## Start

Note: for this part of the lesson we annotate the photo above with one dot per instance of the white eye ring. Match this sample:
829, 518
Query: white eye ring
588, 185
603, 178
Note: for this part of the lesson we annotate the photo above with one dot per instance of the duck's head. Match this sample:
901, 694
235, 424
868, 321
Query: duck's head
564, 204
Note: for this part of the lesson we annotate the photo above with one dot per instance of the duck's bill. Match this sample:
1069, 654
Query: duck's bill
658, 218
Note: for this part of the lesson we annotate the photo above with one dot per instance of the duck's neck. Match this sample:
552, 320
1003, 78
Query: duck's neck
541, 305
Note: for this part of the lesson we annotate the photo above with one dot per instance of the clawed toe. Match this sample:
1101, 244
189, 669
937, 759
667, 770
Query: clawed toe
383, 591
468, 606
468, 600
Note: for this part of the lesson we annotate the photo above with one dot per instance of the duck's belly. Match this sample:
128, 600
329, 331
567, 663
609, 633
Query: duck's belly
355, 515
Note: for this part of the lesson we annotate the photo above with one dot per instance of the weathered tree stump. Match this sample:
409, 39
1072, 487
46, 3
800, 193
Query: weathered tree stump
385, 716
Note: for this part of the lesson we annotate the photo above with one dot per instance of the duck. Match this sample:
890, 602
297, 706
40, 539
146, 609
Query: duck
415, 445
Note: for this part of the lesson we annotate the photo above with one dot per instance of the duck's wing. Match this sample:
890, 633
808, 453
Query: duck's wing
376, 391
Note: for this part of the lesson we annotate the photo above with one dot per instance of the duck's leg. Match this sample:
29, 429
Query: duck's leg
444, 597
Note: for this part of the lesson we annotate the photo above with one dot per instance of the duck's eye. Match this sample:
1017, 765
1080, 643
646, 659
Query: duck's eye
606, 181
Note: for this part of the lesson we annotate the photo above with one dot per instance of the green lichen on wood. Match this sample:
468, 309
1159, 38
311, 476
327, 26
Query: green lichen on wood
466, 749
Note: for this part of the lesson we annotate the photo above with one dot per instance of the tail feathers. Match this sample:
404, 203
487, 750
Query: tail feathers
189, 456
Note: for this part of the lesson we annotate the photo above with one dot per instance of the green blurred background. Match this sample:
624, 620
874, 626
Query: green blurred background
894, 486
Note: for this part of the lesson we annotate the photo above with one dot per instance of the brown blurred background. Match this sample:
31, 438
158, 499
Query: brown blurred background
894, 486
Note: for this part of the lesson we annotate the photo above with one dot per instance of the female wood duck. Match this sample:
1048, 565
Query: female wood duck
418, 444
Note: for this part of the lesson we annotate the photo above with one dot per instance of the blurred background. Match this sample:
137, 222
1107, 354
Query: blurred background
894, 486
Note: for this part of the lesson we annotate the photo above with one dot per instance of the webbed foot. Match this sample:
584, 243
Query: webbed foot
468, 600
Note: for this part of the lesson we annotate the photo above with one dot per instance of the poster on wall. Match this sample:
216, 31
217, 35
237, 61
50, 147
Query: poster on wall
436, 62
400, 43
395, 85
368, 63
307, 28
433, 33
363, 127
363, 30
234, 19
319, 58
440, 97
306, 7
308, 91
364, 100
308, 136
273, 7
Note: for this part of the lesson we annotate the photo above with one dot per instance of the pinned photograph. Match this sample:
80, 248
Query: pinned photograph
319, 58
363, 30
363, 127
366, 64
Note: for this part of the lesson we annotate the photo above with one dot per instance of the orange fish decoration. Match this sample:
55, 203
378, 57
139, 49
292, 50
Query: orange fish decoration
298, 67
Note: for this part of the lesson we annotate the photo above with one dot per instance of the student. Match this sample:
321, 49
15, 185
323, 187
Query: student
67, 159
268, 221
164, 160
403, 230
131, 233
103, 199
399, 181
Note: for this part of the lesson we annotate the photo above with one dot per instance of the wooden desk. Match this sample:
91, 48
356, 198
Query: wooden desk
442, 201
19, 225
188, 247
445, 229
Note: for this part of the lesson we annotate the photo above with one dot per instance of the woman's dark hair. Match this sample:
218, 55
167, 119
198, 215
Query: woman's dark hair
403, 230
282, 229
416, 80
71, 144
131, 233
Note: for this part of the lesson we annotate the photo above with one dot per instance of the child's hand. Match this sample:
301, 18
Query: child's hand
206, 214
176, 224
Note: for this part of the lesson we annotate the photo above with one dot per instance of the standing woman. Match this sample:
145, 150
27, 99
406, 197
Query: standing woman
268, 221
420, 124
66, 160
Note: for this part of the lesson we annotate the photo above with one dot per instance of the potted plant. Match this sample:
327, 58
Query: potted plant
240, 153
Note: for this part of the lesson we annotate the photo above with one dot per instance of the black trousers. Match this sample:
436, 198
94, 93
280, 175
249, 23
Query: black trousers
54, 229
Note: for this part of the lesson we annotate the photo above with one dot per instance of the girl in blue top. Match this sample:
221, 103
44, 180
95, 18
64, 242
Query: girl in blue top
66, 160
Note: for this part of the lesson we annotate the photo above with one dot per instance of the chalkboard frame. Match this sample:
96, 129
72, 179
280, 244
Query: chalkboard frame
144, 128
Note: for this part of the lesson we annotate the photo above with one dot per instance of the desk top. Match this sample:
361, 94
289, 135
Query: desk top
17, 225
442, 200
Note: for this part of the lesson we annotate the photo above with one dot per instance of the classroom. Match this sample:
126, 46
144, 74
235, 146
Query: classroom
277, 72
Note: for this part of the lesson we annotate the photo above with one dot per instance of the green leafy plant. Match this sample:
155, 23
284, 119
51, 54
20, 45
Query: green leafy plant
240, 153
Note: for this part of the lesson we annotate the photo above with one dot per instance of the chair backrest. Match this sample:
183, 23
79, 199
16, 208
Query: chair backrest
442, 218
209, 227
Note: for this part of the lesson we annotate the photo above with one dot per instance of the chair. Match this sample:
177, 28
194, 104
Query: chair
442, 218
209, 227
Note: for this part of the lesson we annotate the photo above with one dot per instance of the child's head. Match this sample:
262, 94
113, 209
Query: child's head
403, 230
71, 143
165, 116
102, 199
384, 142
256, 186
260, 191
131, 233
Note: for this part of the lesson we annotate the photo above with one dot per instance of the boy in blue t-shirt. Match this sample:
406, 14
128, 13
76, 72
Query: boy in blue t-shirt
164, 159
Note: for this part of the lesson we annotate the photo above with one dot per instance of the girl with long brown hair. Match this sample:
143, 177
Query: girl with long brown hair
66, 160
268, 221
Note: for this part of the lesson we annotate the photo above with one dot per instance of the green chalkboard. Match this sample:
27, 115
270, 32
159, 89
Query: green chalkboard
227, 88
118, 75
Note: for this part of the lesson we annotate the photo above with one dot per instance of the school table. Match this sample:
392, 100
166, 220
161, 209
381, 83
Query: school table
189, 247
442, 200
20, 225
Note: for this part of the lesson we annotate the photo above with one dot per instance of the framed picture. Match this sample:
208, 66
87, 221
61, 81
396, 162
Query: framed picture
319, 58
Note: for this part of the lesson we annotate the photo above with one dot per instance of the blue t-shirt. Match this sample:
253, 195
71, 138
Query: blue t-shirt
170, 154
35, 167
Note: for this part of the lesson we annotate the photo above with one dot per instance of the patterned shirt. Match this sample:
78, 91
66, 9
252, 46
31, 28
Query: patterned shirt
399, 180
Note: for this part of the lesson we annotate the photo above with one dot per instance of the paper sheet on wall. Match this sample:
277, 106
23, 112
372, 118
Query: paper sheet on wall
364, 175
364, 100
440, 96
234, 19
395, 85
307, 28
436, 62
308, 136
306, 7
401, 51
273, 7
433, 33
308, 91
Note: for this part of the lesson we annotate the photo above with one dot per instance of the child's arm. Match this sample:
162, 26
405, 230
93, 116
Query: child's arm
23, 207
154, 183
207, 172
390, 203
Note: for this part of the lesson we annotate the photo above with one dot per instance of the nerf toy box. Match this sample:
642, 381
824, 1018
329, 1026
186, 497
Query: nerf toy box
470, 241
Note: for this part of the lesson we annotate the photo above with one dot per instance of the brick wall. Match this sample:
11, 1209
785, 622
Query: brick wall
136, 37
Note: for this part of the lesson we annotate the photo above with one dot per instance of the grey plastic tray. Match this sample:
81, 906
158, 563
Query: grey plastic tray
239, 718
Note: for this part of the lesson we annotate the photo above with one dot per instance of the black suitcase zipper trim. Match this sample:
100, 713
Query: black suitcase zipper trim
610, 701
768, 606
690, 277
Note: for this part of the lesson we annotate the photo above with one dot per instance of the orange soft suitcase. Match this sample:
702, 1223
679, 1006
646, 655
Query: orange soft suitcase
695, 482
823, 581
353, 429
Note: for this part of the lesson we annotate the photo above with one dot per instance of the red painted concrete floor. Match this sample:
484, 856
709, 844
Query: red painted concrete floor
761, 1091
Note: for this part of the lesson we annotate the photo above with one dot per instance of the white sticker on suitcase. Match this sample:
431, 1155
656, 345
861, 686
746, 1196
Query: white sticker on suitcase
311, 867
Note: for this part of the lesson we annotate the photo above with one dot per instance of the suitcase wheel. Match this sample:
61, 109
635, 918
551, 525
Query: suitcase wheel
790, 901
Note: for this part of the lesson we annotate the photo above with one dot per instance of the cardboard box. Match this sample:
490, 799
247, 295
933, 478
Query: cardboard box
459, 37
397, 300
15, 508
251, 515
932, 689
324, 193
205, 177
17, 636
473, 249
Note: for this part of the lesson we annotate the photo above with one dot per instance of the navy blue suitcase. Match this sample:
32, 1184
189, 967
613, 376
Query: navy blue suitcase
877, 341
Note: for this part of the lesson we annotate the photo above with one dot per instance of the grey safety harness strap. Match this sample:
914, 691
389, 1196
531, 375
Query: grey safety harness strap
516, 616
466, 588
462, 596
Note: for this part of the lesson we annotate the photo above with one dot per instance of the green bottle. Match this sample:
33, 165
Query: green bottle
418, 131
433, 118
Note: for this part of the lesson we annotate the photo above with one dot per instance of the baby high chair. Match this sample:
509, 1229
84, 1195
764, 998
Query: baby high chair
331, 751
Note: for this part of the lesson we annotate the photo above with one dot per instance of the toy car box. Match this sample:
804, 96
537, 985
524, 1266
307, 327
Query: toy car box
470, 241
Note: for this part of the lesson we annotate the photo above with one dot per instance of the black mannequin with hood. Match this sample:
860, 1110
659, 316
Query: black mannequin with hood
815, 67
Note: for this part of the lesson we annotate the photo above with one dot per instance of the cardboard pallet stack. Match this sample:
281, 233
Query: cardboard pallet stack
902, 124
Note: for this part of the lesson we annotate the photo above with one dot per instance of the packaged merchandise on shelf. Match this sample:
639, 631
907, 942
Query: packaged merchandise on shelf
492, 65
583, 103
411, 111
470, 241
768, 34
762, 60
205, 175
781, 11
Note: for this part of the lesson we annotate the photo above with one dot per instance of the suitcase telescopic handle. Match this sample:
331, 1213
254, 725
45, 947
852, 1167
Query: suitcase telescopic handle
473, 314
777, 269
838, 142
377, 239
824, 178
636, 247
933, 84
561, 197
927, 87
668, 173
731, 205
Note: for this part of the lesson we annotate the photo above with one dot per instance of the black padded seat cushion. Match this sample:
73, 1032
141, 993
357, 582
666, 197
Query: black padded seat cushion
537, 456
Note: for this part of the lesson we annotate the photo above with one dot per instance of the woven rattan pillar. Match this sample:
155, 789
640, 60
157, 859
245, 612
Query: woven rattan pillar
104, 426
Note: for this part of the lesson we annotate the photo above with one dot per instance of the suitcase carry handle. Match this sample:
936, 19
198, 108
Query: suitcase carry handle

## End

> Exercise prompt:
Look above for the line that holds "the suitcase telescopic", then copy it and each line after it exactly, through the last line of the data.

> Exercise result:
Note: for this part of the lesson we annotate the photo above with one dot per instance of the suitcase telescopic handle. Match this sample:
331, 1213
254, 725
45, 947
852, 1167
Query: suitcase telescopic handle
473, 314
777, 269
838, 142
377, 239
824, 178
636, 247
933, 84
561, 197
927, 87
668, 173
731, 205
Note: for this part of the lesson we annotate the photo above with one dot per instance of the black padded seat cushion. Match this sample:
73, 1032
141, 993
357, 582
666, 197
Query: black padded seat cushion
537, 456
Note: for this part of the lesson we annotate the photo above with one dot per instance of the woven rattan pillar. Match this sample:
155, 789
640, 60
157, 859
245, 612
Query: woven rattan pillar
104, 426
Note: for this part of the lesson we annotate the photo above with one dot per instance of the suitcase carry handle. Match this sample:
936, 19
198, 108
Query: suitcase carry handle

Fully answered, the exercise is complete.